Gestellte Aufgabe A
Suche aus der folgenden Liste jede Zeile heraus, in der die Zeichenfolge „white“ vorkommt, und gib diese Zeilen unverändert wieder.

Lesetext
────
Alle Einnahmen an mich! Mit dem Briten Damien Hirst wirft erstmals ein Künstler seine Arbeiten selbst auf den Markt. Die Auktion bei Sotheby's ist ein potentielles Riesengeschäft - mit Risiken für alle Seiten.

Versoffen sieht er auf den neuesten Bildern aus, der angeblich reichste Künstler Großbritanniens. Aber: Moment mal - hieße das auch, dass Damien Hirst mehr Geld verdient hat als die Größen des Britpop, als die Gallagher-Brüder? Oder gelten die gar nicht als Künstler? Egal, abgerockt sind sie alle drei, auch, wenn der mittlerweile 43-Jährige Hirst derzeit wie eine Mischung aus durchschnittlichem Werbefuzzi (ganz in Schwarz, dicke schwarze Brille) und Pop-Autor Nick Hornby aussieht. Und freundlich ist er auch. Wo bitte soll ich denn stehen, signalisiert Hirst bei der Vorstellung seines jüngsten Coups «Beautiful Inside my head forever» in London. Hier vielleicht, vor dem Hai in Formaldehyd?
────
(Datensätze mit Konturannotationen)
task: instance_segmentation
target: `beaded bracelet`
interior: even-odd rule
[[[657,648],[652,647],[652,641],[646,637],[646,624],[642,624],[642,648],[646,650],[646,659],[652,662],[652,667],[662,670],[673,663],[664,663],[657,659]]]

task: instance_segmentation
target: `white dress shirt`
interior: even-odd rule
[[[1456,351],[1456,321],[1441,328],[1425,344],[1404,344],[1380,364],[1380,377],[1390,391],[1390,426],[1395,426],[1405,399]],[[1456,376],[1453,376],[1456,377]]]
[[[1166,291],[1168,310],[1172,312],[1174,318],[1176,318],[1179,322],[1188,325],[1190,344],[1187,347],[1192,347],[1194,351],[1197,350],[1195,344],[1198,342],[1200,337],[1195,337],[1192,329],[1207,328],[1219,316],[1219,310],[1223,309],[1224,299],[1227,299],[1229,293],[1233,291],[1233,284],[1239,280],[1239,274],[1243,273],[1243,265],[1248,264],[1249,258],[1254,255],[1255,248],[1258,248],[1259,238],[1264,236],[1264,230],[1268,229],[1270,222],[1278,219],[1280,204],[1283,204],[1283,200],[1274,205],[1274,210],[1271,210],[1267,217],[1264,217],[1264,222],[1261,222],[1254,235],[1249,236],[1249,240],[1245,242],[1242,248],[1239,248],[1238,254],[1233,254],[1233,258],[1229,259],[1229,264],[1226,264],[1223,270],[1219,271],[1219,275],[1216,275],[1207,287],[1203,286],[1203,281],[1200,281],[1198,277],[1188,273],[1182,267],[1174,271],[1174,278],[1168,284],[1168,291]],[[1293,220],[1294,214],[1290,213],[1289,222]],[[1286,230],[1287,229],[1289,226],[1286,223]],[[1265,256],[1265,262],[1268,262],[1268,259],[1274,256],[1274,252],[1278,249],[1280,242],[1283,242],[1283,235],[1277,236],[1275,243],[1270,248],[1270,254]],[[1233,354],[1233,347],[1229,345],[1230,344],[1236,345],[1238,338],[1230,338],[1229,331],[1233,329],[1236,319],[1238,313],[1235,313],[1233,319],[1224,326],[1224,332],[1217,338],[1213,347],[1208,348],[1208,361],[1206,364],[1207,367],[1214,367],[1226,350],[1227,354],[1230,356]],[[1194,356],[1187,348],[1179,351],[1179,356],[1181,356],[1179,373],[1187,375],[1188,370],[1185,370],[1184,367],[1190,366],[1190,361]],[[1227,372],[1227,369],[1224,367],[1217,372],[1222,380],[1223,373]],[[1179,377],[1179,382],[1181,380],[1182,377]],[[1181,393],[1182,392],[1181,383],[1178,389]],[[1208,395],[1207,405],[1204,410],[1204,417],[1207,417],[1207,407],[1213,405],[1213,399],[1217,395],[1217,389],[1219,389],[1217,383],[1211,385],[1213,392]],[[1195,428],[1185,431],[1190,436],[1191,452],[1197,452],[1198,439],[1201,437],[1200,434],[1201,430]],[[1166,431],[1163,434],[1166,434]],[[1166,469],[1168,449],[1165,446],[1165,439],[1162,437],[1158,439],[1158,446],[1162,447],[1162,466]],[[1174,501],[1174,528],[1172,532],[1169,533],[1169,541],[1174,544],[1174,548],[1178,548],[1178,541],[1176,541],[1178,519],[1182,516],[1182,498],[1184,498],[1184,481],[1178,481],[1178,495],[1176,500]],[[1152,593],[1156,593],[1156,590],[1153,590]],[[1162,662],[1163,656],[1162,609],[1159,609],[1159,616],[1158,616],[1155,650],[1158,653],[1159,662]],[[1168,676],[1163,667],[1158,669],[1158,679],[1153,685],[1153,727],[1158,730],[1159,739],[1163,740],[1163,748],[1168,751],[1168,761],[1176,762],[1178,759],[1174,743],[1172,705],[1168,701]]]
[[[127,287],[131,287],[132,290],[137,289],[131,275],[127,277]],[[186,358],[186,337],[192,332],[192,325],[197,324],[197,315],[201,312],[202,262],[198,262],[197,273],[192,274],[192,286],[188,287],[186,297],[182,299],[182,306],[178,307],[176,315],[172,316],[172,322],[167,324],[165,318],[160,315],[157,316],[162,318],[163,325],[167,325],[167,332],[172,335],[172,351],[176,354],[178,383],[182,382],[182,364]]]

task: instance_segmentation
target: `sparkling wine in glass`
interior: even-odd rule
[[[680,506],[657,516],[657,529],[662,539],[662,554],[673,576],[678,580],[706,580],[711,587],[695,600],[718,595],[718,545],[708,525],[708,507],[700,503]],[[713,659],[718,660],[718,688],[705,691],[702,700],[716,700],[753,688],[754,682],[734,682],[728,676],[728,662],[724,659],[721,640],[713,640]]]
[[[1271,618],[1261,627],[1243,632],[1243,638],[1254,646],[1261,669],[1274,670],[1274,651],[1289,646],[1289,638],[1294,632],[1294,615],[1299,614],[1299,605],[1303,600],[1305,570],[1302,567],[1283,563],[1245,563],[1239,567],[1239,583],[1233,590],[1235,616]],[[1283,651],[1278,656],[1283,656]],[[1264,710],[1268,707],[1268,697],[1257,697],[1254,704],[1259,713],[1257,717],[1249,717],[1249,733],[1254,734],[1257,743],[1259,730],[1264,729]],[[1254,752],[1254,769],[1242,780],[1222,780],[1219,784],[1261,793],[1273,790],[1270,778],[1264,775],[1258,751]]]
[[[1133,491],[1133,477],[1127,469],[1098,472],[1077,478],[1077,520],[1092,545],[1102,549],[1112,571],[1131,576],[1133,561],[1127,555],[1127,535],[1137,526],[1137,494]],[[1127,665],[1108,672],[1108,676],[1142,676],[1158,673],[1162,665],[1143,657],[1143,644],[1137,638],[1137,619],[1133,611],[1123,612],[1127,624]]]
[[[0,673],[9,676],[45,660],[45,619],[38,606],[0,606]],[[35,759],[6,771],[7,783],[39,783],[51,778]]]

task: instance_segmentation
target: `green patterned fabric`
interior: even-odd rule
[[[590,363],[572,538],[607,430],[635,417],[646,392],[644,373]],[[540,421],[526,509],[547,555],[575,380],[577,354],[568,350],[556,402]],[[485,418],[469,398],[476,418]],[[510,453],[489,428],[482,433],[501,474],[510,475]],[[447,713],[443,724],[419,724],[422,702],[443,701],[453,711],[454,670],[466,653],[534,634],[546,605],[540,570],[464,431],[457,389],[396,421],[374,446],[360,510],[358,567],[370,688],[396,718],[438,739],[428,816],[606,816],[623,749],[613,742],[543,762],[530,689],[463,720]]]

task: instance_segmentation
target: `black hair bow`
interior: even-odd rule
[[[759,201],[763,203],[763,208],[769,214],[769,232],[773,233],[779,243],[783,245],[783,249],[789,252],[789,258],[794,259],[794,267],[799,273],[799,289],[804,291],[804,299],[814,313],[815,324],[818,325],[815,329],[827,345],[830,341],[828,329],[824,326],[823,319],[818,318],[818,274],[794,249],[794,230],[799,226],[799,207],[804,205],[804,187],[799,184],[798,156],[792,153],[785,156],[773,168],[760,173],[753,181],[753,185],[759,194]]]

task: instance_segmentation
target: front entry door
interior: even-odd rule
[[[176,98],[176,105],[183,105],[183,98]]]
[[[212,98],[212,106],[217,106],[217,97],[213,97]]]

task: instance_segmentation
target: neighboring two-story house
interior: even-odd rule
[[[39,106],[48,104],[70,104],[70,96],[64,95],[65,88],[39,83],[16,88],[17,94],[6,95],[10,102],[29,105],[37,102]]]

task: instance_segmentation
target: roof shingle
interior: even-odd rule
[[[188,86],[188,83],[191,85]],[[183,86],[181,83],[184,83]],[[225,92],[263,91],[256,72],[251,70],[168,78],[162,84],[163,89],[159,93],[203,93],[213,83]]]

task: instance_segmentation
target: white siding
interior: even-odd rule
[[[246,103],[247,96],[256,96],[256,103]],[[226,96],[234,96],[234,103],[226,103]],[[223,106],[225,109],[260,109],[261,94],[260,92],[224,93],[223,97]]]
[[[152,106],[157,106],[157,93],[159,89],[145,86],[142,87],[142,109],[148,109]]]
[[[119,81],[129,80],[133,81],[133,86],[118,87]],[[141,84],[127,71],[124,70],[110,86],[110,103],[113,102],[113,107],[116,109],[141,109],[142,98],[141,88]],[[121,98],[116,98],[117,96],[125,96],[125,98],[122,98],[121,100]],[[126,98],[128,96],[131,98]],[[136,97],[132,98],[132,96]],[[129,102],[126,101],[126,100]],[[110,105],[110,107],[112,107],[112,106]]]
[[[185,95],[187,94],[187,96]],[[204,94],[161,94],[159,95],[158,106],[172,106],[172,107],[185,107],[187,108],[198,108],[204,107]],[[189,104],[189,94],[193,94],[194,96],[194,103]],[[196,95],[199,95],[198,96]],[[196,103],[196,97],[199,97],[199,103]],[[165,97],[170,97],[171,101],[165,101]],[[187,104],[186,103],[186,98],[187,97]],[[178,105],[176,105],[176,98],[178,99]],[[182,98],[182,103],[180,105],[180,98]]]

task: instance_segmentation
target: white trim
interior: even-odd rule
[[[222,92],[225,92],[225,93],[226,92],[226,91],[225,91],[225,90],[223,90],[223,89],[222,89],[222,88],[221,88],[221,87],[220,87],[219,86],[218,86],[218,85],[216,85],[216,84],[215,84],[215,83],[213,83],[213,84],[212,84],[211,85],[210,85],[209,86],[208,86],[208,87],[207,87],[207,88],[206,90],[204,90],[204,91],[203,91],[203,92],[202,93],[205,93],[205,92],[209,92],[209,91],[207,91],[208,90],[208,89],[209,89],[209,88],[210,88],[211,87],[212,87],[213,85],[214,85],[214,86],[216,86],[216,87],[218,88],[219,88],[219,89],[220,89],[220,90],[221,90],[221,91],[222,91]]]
────
Gestellte Aufgabe B
Unter welchem Titel stellt Hirst im Lesetext über Damien Hirst seinen jüngsten Coup in London vor?

Lösung A
target: `white dress shirt`
target: white siding
target: white trim

Lösung B
«Beautiful Inside my head forever»